(Records for processing Opens)
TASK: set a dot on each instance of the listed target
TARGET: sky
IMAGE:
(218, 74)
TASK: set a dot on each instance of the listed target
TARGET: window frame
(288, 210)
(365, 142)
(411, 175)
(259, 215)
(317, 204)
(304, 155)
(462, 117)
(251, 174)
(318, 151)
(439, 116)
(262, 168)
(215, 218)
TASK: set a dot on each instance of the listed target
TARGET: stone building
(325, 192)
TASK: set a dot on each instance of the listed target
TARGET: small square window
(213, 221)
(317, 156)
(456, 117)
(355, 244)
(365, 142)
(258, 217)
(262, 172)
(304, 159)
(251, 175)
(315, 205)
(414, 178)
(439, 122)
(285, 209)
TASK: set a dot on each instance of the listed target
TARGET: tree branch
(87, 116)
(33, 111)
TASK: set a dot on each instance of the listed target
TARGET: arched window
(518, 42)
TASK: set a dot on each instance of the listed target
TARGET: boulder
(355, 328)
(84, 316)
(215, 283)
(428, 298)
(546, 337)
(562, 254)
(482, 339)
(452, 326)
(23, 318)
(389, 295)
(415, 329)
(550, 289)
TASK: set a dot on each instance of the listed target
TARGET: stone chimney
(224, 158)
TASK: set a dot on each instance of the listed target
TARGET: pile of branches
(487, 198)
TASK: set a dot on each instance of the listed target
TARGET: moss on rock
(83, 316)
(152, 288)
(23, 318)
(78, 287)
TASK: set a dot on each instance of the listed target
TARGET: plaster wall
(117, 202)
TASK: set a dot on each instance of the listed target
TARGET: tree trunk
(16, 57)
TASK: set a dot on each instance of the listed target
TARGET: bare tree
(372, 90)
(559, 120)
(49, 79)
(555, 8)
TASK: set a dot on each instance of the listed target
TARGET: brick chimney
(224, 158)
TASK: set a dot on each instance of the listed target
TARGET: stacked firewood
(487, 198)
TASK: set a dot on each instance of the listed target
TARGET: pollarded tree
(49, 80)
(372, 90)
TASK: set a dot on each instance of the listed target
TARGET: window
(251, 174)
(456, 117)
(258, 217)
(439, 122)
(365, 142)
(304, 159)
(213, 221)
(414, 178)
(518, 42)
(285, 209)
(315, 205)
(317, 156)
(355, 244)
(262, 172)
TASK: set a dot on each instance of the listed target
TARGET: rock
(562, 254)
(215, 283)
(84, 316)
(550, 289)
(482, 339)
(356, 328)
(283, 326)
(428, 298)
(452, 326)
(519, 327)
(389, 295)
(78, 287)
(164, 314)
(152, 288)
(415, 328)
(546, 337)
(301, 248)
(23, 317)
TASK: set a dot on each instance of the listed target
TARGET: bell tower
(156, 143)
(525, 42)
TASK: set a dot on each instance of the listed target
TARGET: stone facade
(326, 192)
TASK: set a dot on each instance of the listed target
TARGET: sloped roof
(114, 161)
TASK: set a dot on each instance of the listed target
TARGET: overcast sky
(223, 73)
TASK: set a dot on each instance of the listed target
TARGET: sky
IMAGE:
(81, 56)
(Records for processing Closes)
Problem description: Repeat the records above exactly, leaving none out.

Result:
TASK: set a dot on each instance of the listed target
TARGET: sky
IMAGE:
(218, 74)
TASK: set a dot on each instance of the listed target
TARGET: window frame
(288, 210)
(365, 142)
(411, 175)
(259, 215)
(317, 204)
(304, 155)
(462, 117)
(251, 174)
(318, 151)
(439, 116)
(262, 168)
(215, 218)
TASK: set a dot on each instance of the listed target
TARGET: stone building
(325, 192)
TASK: set a dot on each instance of the listed target
TARGET: small square window
(213, 221)
(317, 156)
(456, 117)
(355, 244)
(365, 142)
(258, 217)
(262, 172)
(304, 159)
(251, 175)
(315, 205)
(414, 178)
(439, 122)
(285, 209)
TASK: set a dot on each instance of the listed target
TARGET: tree branch
(87, 116)
(33, 111)
TASK: set a dot on each instance of the listed target
TARGET: arched window
(518, 42)
TASK: set a dot on each instance of the listed target
TARGET: boulder
(355, 328)
(84, 316)
(215, 283)
(428, 298)
(546, 337)
(562, 254)
(482, 339)
(452, 326)
(23, 318)
(389, 295)
(415, 329)
(550, 289)
TASK: set a dot on each instance of the listed target
TARGET: stone chimney
(224, 158)
TASK: set a dot on each instance of the listed target
TARGET: pile of branches
(487, 198)
TASK: set a dot on each instance of the listed target
TARGET: moss on rock
(83, 316)
(152, 288)
(23, 318)
(78, 287)
TASK: set a dot on each instance of the listed target
TARGET: plaster wall
(117, 202)
TASK: set a dot on each instance of the listed target
TARGET: tree trunk
(16, 57)
TASK: set a dot on each instance of the listed target
TARGET: bare tree
(372, 90)
(559, 120)
(49, 79)
(555, 8)
TASK: set a dot on each instance of the listed target
TARGET: brick chimney
(224, 158)
TASK: set a dot on each instance of the listed target
TARGET: stacked firewood
(487, 198)
TASK: set a dot on each instance of the listed target
TARGET: pollarded tree
(49, 80)
(372, 90)
TASK: set a dot on each instance of the listed target
TARGET: window
(251, 174)
(456, 117)
(258, 217)
(439, 122)
(365, 142)
(304, 159)
(213, 221)
(414, 178)
(518, 42)
(285, 209)
(315, 205)
(317, 156)
(355, 244)
(262, 172)
TASK: set a dot on each instance of the listed target
TARGET: rock
(562, 254)
(215, 283)
(84, 316)
(550, 289)
(482, 339)
(356, 328)
(283, 326)
(428, 298)
(452, 326)
(519, 327)
(389, 295)
(78, 287)
(164, 314)
(152, 288)
(415, 328)
(546, 337)
(301, 248)
(23, 317)
TASK: set a dot on each instance of the listed target
TARGET: bell tower
(156, 143)
(525, 42)
TASK: set a dot on each instance of the listed target
TARGET: stone facade
(326, 192)
TASK: set a dot on each instance of the listed target
TARGET: sloped roof
(114, 161)
TASK: set a dot on each instance of the listed target
TARGET: overcast sky
(223, 73)
TASK: set a dot on each instance of the listed target
TARGET: sky
IMAGE:
(81, 56)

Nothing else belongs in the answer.